(Source data)
┄┄┄┄┄┄┄┄┄┄┄┄┄┄┄┄┄┄┄┄

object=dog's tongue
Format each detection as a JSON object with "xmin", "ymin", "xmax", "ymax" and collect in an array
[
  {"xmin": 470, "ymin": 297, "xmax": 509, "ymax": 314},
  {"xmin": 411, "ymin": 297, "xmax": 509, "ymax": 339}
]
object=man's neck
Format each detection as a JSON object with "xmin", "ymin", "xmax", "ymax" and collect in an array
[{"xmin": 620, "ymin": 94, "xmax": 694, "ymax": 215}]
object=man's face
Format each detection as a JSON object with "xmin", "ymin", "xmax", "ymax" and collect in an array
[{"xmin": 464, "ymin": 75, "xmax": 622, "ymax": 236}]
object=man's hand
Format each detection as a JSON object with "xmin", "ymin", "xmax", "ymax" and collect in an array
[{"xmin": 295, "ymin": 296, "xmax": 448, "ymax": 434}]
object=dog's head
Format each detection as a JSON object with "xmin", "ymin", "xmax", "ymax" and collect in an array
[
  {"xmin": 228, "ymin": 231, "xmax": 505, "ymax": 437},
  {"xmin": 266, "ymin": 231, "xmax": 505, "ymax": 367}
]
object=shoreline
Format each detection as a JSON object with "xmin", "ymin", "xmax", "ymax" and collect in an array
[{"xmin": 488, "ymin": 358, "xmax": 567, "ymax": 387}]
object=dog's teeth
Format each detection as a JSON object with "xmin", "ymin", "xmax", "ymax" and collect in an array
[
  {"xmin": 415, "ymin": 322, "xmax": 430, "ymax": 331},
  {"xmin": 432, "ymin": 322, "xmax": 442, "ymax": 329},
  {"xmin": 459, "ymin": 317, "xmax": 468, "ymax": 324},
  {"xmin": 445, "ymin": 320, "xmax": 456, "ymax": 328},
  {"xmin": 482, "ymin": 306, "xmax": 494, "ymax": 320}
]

┄┄┄┄┄┄┄┄┄┄┄┄┄┄┄┄┄┄┄┄

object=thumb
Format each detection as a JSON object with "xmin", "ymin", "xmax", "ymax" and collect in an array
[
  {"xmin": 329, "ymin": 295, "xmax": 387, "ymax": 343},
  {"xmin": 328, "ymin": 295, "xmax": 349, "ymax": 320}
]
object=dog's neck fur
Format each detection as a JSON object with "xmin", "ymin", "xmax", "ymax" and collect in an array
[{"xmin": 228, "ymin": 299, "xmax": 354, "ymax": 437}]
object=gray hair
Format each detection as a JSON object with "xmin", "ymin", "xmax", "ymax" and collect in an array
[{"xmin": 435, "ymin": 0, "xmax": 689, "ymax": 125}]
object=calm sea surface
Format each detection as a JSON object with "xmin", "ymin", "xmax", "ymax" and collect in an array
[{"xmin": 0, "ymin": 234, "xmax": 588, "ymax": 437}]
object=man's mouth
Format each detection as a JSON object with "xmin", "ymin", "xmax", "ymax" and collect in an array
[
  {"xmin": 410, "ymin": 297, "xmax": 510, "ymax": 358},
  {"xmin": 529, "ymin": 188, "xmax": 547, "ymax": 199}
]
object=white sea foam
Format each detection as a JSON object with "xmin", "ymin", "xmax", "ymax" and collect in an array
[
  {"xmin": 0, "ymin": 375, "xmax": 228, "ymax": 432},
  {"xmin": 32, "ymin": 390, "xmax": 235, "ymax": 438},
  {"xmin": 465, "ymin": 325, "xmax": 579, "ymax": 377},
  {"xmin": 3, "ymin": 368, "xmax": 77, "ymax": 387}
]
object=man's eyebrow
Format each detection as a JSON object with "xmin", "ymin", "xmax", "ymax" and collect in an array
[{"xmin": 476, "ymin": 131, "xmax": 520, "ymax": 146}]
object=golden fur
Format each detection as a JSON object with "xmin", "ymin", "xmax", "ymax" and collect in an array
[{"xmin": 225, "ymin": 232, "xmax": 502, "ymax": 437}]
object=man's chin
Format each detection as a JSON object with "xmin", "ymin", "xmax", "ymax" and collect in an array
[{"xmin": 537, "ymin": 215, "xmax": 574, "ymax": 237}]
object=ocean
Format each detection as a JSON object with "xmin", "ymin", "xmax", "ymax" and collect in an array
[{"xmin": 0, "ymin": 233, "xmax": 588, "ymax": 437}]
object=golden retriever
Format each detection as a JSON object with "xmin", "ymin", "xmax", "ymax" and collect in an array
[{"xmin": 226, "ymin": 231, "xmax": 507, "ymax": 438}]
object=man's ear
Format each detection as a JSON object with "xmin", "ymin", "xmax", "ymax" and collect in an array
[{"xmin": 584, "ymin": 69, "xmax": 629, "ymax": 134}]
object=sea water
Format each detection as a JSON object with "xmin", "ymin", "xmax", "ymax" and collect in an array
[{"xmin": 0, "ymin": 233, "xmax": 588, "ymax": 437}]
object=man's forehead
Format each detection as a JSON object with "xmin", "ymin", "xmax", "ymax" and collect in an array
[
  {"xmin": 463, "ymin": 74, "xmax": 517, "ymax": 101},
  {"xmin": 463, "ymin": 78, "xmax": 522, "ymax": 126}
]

┄┄┄┄┄┄┄┄┄┄┄┄┄┄┄┄┄┄┄┄

Activity: The lines to return are those in the entries above that include "golden".

Response to this task:
object=golden fur
object=golden retriever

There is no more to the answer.